Document excerpt.
* * * * * * * * *

The pre-COVID19 picture for the
construction industry was strong. Even with the cooling of Australia’s largest
markets – NSW and Victoria – employment in the industry was still at record
levels, including almost 1.2 million workers, or one out of every 11 workers
nationwide.
As the housing market cooled,
significant State infrastructure pipelines, plus the beginning of several
projects from the Australian government’s own pipeline, were continuing to
support both the industry and the broader economy.
The advent of the COVID-19 pandemic
– with all the trade and travel restrictions, industry shutdowns and social
distancing measures it now entails – will leave many of these workers suddenly
idle.
Had these workers started more
significantly leaving the construction industry following the housing downturn,
it would be the industries that absorbed them that would require extra support
to weather the coming storm. The fact that these workers remain in the
construction industry – but work pipelines increasingly don’t – presents a golden
opportunity for government.
Local, state and federal government
have the chance to fast-track a significant number of infrastructure projects,
absorbing this newly available labour. Even in Sydney and Melbourne – where,
until recently, the Australian government was wary of fast-tracking major
projects in competition with massive State pipelines that were already
competing for scarce skilled labour – a golden opportunity exists.
Infrastructure projects are
generally conducted out in the open, unlike say, apartment buildings. This
reduces much of the risk of undermining social distancing measures. It also
presents a significant opportunity to mitigate some of the damage that COVID-19
is set to wreak on Australian society and the economy.

* * * * * * * * *

Task 1.
Do the following statements agree with the construction industry text? For each, answer yes or no and quote the words of the text that decide it. (a) Before COVID-19, the construction industry employed almost 1.2 million workers. (b) Infrastructure projects are generally conducted indoors, like apartment buildings. (c) The workers had largely left the construction industry after the housing downturn.
Task 2.
Rewrite the passage of the construction industry text starting at "Had these workers" and ending at "opportunity for government.", changing "storm" to "crisis".

* * * * * * * * *

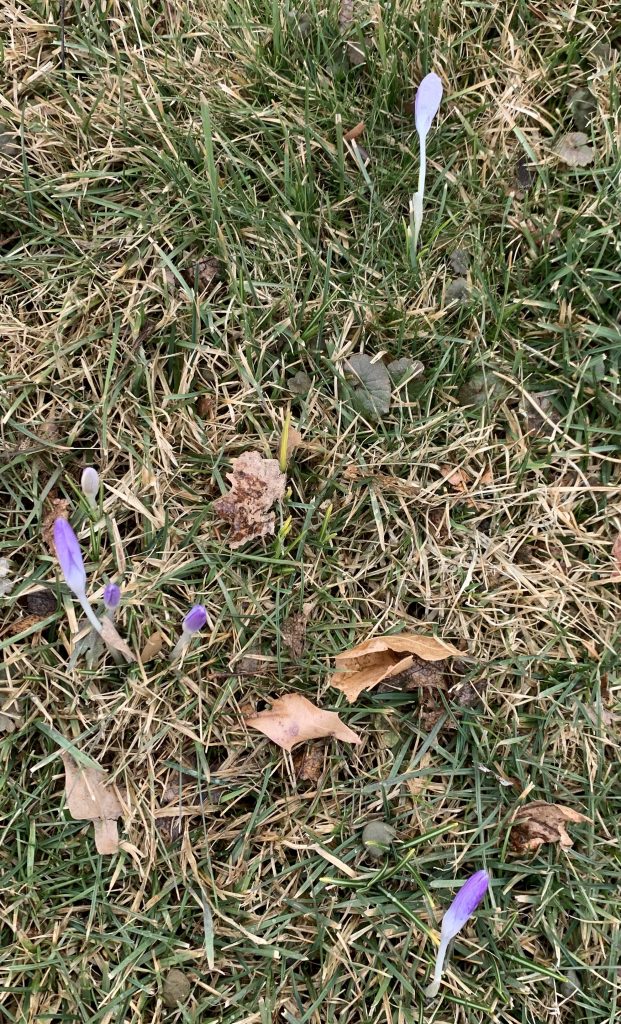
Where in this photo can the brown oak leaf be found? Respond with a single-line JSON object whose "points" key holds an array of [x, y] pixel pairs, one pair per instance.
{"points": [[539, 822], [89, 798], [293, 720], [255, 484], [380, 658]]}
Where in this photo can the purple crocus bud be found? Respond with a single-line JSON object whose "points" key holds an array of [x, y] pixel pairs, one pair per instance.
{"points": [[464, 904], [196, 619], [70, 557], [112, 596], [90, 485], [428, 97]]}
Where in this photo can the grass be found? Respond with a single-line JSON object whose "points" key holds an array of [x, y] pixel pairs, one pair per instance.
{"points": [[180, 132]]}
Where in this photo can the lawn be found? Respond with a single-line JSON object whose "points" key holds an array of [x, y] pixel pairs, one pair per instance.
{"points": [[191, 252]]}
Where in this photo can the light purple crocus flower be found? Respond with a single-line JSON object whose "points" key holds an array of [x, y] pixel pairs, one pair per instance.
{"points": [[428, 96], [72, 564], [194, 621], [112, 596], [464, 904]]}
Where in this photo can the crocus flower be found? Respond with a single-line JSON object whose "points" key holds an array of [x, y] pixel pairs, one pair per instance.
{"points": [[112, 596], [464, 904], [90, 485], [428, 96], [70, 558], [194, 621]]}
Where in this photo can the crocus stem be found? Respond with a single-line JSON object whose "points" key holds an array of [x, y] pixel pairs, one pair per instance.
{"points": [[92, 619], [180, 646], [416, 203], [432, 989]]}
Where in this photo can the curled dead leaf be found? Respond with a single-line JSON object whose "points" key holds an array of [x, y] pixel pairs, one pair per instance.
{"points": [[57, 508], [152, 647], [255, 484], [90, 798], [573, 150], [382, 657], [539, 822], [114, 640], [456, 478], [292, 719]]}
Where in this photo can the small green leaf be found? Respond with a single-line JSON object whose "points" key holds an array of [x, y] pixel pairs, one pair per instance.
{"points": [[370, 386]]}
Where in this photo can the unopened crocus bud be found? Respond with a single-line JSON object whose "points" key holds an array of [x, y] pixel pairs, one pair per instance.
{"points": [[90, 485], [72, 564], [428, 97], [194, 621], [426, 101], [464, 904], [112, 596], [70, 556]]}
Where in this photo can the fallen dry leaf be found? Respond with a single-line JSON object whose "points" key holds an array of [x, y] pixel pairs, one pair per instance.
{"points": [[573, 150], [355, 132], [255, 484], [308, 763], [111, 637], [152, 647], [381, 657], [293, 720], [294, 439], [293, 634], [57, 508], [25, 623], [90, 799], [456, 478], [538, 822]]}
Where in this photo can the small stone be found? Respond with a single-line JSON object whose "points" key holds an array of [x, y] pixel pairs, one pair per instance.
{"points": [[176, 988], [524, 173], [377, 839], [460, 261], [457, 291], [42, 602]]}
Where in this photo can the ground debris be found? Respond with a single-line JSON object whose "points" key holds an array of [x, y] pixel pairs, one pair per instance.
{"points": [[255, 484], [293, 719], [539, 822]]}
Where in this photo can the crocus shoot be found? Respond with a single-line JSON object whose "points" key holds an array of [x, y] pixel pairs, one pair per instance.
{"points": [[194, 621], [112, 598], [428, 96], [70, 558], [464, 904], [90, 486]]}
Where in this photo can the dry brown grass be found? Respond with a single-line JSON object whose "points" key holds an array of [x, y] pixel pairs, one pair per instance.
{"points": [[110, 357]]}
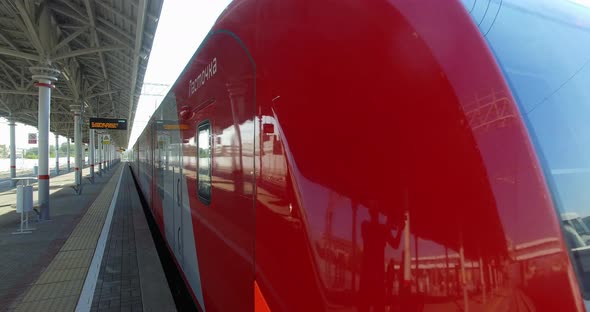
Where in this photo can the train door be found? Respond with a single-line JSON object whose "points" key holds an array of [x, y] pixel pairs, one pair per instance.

* * * * * * * * *

Your solution 1.
(a) Yes: "including almost 1.2 million workers, or one out of every 11 workers nationwide"
(b) No: "Infrastructure projects are generally conducted out in the open, unlike say, apartment buildings."
(c) No: "The fact that these workers remain in the construction industry"

Your solution 2.
Had these workers started more
significantly leaving the construction industry following the housing downturn,
it would be the industries that absorbed them that would require extra support
to weather the coming crisis. The fact that these workers remain in the
construction industry – but work pipelines increasingly don’t – presents a golden
opportunity for government.